EXCERPT PROVIDED:

▬▬▬▬▬▬▬▬▬▬

Jeremy LaLonde and Gordon Pinsent, Sex After Kids

Jeremy LaLonde Remembers Gordon Pinsent

The first thing you need to know about Gordon Pinsent is that the story I’m about to tell you is one of a hundred just like it — if not more. I don’t say that to diminish my experience but to paint the picture of what kind of man Gordon was.

By the time I came into the Canadian film and television industry, Gordon was already a giant many times over. We often talk about how there’s no star system north of the border, and how Canadian actors don’t become famous or household names until they move away and find success elsewhere. If that’s true then Gordon was an exception to that rule. No matter what you saw and loved him in — and there are a lot of things to choose from — he’s someone who always left an impression.

Gordon was like that in real life too, which brings me to my own story. Albeit a small part of the life of Gordon Pinsent, it’s something that informed me early in my career and has stayed with me. To say that I was forever changed by having gotten to know him would be an understatement.

When I was just a baby filmmaker, I had the ballsy idea of reaching out to Gordon to be in my film Sex After Kids. A small but vital role, the only thing I had going for me was that he didn’t have to leave town and we could shoot him out in half a day. Let me paint a picture of the kind of film we were making. Our entire budget for this feature film was $70K and we had a crew of about a dozen people. No trailers, no private space for actors. And on that particular day, we were shooting in my own home. It was about as low-budget an affair as you can get.


I was actually embarrassed when he walked through the door, but I would soon realize that there was no reason to be. He came through the door as if we were the biggest film shooting in town. He didn’t care that we were a rag-tag group of indie filmmakers or that I had done almost nothing to deserve such an icon in my film. He stole all of his scenes, and when the time came for us to wrap him, he was in no rush to leave. He stuck around telling us stories and getting to know everyone on the crew. He had time for you no matter who you were. You were a part of our film family and so Gordon made time to know you.

▬▬▬▬▬▬▬▬▬▬

SUPPLIED ENTRIES:
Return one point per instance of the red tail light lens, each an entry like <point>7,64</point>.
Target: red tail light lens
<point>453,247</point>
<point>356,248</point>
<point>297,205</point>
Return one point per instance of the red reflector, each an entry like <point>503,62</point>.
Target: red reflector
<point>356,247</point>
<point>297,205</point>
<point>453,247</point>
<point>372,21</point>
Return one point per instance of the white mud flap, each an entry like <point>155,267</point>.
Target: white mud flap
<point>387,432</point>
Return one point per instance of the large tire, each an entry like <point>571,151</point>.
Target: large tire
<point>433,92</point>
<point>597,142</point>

▬▬▬▬▬▬▬▬▬▬

In the remembrance of Gordon Pinsent, what was the entire budget for the feature film Sex After Kids?

ANSWER TO THIS EXERCISE: $70K